- **TASK GOAL**: A complete answer lists every line of the entries below where the string "green" appears.

- **ENTRIES SHOWN**:
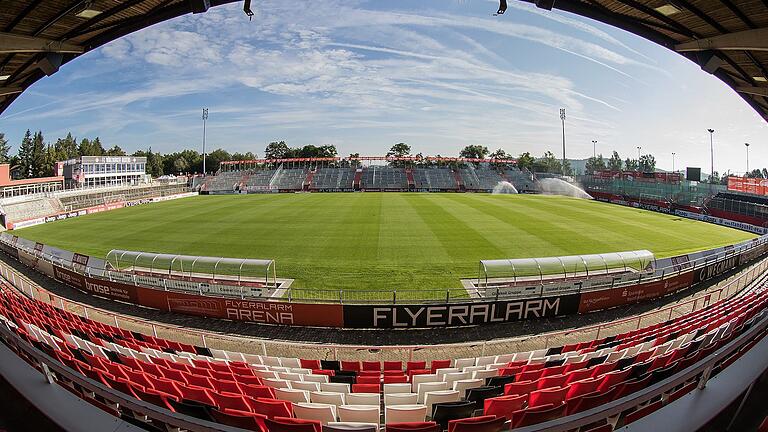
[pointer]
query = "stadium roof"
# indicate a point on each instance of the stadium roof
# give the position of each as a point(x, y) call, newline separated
point(728, 38)
point(37, 36)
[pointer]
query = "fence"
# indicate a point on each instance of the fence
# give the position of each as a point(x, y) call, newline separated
point(724, 289)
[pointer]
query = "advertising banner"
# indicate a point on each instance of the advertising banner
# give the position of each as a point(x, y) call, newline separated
point(99, 287)
point(607, 298)
point(460, 314)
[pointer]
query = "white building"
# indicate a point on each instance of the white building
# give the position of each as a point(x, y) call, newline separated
point(89, 171)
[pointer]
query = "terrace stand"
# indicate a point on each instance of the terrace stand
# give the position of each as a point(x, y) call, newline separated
point(194, 268)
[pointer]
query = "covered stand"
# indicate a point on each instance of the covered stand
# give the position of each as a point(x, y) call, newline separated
point(196, 268)
point(557, 268)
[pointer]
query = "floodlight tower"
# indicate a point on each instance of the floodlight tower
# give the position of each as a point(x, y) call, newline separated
point(711, 155)
point(562, 119)
point(205, 118)
point(747, 146)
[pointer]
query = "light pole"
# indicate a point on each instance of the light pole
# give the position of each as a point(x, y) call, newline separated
point(562, 119)
point(747, 146)
point(205, 118)
point(711, 155)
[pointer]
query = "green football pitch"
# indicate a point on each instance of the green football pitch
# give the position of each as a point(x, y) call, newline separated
point(381, 241)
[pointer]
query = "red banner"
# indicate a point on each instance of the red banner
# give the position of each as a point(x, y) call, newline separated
point(748, 185)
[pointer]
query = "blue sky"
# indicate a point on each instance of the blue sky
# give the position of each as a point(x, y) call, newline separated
point(363, 75)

- **RESULT**:
query = "green football pitch"
# indicate a point on each instance of the green football pitch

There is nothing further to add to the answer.